RECORDS FOR THE EXERCISE
————

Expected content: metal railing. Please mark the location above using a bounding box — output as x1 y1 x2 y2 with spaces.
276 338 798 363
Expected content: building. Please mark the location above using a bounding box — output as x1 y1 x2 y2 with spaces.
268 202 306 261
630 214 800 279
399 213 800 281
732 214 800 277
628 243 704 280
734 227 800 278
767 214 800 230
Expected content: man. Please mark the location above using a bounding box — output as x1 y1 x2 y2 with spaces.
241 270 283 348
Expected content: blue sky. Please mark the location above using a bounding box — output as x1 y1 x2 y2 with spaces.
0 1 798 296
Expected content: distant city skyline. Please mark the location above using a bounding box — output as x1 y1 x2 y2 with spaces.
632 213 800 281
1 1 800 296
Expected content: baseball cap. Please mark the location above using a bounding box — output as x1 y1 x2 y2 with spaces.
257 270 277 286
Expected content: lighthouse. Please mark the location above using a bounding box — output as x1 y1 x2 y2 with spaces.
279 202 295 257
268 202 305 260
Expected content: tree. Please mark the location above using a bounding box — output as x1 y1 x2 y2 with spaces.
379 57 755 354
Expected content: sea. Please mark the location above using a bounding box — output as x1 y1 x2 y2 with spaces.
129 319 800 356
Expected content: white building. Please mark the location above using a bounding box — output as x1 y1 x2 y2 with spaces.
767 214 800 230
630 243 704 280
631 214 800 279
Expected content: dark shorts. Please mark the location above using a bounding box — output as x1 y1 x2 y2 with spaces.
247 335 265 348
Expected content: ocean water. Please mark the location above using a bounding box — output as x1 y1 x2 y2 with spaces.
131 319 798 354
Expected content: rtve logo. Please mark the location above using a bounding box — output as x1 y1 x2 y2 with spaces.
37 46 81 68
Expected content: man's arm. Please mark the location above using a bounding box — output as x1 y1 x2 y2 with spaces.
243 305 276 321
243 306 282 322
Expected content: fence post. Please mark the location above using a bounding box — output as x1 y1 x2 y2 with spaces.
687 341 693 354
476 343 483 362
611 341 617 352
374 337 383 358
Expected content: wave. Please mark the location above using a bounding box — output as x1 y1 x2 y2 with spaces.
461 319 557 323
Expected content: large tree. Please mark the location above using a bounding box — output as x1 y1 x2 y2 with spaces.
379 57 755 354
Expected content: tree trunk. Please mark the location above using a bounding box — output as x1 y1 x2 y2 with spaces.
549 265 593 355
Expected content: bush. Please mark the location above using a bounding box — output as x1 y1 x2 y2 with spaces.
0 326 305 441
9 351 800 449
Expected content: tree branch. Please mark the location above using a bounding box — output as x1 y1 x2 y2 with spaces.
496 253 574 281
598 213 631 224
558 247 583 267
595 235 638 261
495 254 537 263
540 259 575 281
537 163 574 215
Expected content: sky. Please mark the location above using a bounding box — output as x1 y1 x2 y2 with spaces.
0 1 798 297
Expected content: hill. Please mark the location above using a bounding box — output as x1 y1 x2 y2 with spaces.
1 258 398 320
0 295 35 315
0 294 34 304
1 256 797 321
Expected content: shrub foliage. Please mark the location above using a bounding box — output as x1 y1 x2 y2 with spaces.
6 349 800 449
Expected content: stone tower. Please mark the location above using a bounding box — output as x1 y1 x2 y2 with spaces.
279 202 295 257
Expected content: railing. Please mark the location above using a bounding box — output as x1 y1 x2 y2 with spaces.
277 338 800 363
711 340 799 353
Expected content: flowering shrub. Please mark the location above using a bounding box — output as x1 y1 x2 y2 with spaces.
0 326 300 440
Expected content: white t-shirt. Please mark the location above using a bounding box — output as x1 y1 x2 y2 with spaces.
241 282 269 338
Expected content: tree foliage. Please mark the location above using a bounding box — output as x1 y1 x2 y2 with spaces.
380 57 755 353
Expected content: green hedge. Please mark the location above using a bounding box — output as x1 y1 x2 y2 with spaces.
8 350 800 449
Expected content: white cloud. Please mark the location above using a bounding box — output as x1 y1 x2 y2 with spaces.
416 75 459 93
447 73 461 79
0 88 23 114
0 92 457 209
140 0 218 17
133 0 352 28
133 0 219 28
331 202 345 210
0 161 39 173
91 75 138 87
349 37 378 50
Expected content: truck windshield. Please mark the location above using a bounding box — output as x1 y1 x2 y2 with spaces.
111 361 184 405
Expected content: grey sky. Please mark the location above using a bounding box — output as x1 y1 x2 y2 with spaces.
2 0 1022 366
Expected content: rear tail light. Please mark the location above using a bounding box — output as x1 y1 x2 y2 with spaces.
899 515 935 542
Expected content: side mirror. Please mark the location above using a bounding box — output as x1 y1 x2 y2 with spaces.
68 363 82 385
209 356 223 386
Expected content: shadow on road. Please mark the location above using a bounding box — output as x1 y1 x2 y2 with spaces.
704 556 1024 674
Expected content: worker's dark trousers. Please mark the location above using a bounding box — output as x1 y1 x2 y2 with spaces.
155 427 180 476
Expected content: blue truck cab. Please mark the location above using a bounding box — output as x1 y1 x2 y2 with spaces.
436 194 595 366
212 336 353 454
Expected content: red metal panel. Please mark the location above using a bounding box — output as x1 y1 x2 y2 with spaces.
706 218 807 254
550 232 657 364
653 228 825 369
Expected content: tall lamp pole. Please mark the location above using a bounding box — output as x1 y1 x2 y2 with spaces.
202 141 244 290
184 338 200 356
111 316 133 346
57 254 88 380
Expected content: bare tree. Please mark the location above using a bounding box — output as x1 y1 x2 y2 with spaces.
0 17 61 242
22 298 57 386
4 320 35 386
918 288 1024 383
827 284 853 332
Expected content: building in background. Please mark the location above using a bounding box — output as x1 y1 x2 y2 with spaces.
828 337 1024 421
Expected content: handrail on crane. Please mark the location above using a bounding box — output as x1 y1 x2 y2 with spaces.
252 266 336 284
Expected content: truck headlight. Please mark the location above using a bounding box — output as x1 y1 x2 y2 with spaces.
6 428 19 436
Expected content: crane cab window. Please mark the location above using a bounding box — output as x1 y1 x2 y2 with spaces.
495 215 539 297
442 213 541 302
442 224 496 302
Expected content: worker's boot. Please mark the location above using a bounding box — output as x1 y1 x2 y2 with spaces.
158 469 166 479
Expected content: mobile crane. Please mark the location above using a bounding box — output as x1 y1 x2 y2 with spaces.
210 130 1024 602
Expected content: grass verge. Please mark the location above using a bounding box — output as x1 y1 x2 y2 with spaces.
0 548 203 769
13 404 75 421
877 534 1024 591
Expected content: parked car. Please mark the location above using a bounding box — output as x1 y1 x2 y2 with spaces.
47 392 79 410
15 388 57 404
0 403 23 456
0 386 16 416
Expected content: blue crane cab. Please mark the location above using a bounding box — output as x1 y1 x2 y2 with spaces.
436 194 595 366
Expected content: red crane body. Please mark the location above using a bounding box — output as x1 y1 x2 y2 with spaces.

————

BRIEF
Each entry above needs to be returned exactly as written.

SOLUTION FOR THIS TASK
Expected content: metal railing. Please mark the location above using a bounding box — output as x1 y1 x2 y2 with spaces.
276 338 798 363
Expected content: building. Please mark the location above using a bounding box — output as x1 y1 x2 y2 with spaces.
268 202 306 261
630 214 800 279
399 213 800 281
732 214 800 277
628 243 704 280
734 227 800 278
767 214 800 230
Expected content: man. Please mark the location above using a bounding box — output as x1 y1 x2 y2 with spaces.
241 270 283 348
Expected content: blue sky. Please mark the location above using a bounding box — output as x1 y1 x2 y2 with spaces.
0 1 798 296
Expected content: distant city skyline. Please mark the location above using a bounding box — output as x1 y1 x2 y2 with spaces.
632 213 800 281
1 1 800 296
Expected content: baseball cap. Please mark the location above using a bounding box — output as x1 y1 x2 y2 with spaces.
257 270 277 286
Expected content: lighthouse. Please mark the location above using a bounding box — output as x1 y1 x2 y2 with spaces.
279 202 295 257
268 202 305 260
Expected content: tree. Please mark the location above using a bounding box — output as x1 y1 x2 y2 with spaces.
379 57 755 354
Expected content: sea. Please mark the location above using a bounding box — output as x1 y1 x2 y2 with spaces.
129 319 800 356
Expected content: white building. Please mark the location above using a bounding box — output as x1 y1 x2 y2 with spaces.
767 214 800 230
630 243 704 280
631 214 800 279
Expected content: dark shorts. Please mark the location above using a bounding box — output as x1 y1 x2 y2 with spaces.
247 335 265 348
Expected content: ocean water. Please mark the location above using a bounding box — output as x1 y1 x2 y2 with spaces.
131 319 798 354
Expected content: rtve logo. Please mark the location above using a bounding box — output as x1 y1 x2 y2 with spaces.
37 46 81 68
Expected content: man's arm. Please mark the location above using a bounding box — output as x1 y1 x2 y2 with spaces.
243 305 276 321
243 306 282 322
Expected content: fence post. Please mark the location above using a bounding box — output as x1 y1 x2 y2 with spaces.
687 341 693 354
476 343 483 362
611 341 617 352
374 337 383 358
Expected content: wave. Please mark the location above using a bounding box — output as x1 y1 x2 y2 with spaces.
461 319 557 323
Expected content: large tree. Please mark the location above using a bounding box — output as x1 y1 x2 y2 with spaces.
379 57 755 354
Expected content: tree trunk. Please mark the location above using a bounding box — output as x1 y1 x2 y2 with spaces.
549 265 593 355
Expected content: bush. Please mark the location above using a bounding box — output as x1 y1 x2 y2 with spaces.
0 326 305 441
9 351 800 449
Expected content: tree branch. Please mark the location above using a bounding box — output as x1 y1 x2 y2 with spaces.
496 253 574 281
598 213 631 224
558 247 583 267
595 235 638 261
495 254 537 263
540 259 575 281
537 163 574 215
Expected content: sky. Please mark the location above using a bounding box — output as x1 y1 x2 y2 with spaces.
0 1 798 297
Expected content: hill. Please mark the location above using a bounding box — output as x1 y1 x2 y2 with spaces.
1 258 398 320
0 295 35 315
0 294 34 304
1 256 797 321
Expected content: shrub foliage. Please mark the location above using a bounding box — output as x1 y1 x2 y2 with spaces.
6 349 800 449
Expected content: stone tower. Please mark the location above using a bounding box — output as x1 y1 x2 y2 with spaces.
279 202 295 257
Expected content: railing. Please mark the location above using a bounding box — output as x1 y1 x2 y2 with spaces.
277 338 800 363
711 340 799 353
Expected content: flowering shrub. Please mark the location above using a bounding box — output as x1 y1 x2 y2 with spaces.
0 326 300 440
Expected content: white t-shirt. Please mark the location above using a bounding box — output as x1 y1 x2 y2 with spaces.
241 282 269 338
Expected content: tree foliage. Please mark the location above using a bounding box — output as x1 y1 x2 y2 with spaces.
380 57 755 353
Expected content: green hedge. Please mark the location above using a bounding box — output as x1 y1 x2 y2 with spaces.
8 350 800 449
Expected content: white cloud. Please mark the location above using a bounding box — output as x1 y1 x2 y2 with spaces.
416 75 459 93
447 73 461 79
0 88 23 114
0 92 457 209
140 0 218 17
133 0 352 28
133 0 219 28
331 202 345 210
0 161 39 173
91 75 138 87
349 37 378 50
Expected content: truck windshield. Please mark the location above using a bounding box — output as x1 y1 x2 y2 with spaces.
111 361 184 405
Expected content: grey sky. Please mark the location above using a bounding box — output as x1 y1 x2 y2 with spaces.
2 0 1022 366
Expected content: rear tail light. Please mark the location above using a bounding box — output as x1 y1 x2 y2 with spaces.
899 515 935 542
Expected content: side mirror. Please mark the location above using a bounding box — output as x1 y1 x2 y2 with spaces.
68 363 82 385
209 356 223 386
Expected content: shadow on road. Please mark the location above using a bounding box — output as x1 y1 x2 y2 with spaces.
704 556 1024 674
Expected content: worker's dark trousers. Please mark the location above using a bounding box — output as x1 y1 x2 y2 with spaces.
155 427 180 476
Expected content: blue truck cab. Please mark the location above using a bounding box — output as x1 y1 x2 y2 with spaces.
436 194 595 366
212 336 353 454
Expected content: red metal panel. Please mark the location above using a bounding box — output as x1 y1 x2 y2 with spaces.
706 218 807 254
550 232 657 364
653 228 825 369
Expected content: tall lamp pole. Please mark the location above using a bounding box — output as x1 y1 x2 y2 with spaces.
202 141 244 290
184 338 200 356
111 316 133 346
57 254 88 380
Expected content: bare tree. Please mark the location above using a bounding box — output as x1 y1 x2 y2 with spaces.
0 17 61 242
22 298 57 386
4 320 35 386
918 288 1024 383
827 284 853 332
Expected content: building in background. Please mark the location above using a bounding box — output as x1 y1 x2 y2 with spaces.
828 337 1024 421
Expected content: handrail on crane. Please mark the location above using a bounding box — output as x1 y1 x2 y2 with spaces.
252 266 336 284
Expected content: truck headlight. Please mark the location above using a bounding box — output as x1 y1 x2 y2 with spaces.
6 428 19 436
Expected content: crane cab window. Please mark the location above using a bounding box — output as x1 y1 x2 y2 with spaces.
495 215 539 297
442 213 541 302
442 224 496 302
Expected content: worker's boot. Please mark the location above using a bounding box — output as x1 y1 x2 y2 with spaces.
158 469 166 479
Expected content: mobile crane. Please mark the location above using a bounding box — output as x1 y1 x2 y2 with spaces.
210 130 1024 602
Expected content: grass verge. Please mark the location above using a bounding box — output as x1 y1 x2 y2 with spaces.
0 548 203 769
13 404 75 421
877 534 1024 591
Expected content: parked car. Please mark the location above using a bounding box — output as x1 y1 x2 y2 with spaces.
47 392 79 410
15 388 57 404
0 403 23 456
0 386 16 416
Expected content: blue crane cab. Please mark the location above using a bounding box — output as x1 y1 x2 y2 with spaces.
436 194 595 366
Expected content: red crane body. Please mark the location above using a bounding box — output as x1 y1 x2 y2 with spaces.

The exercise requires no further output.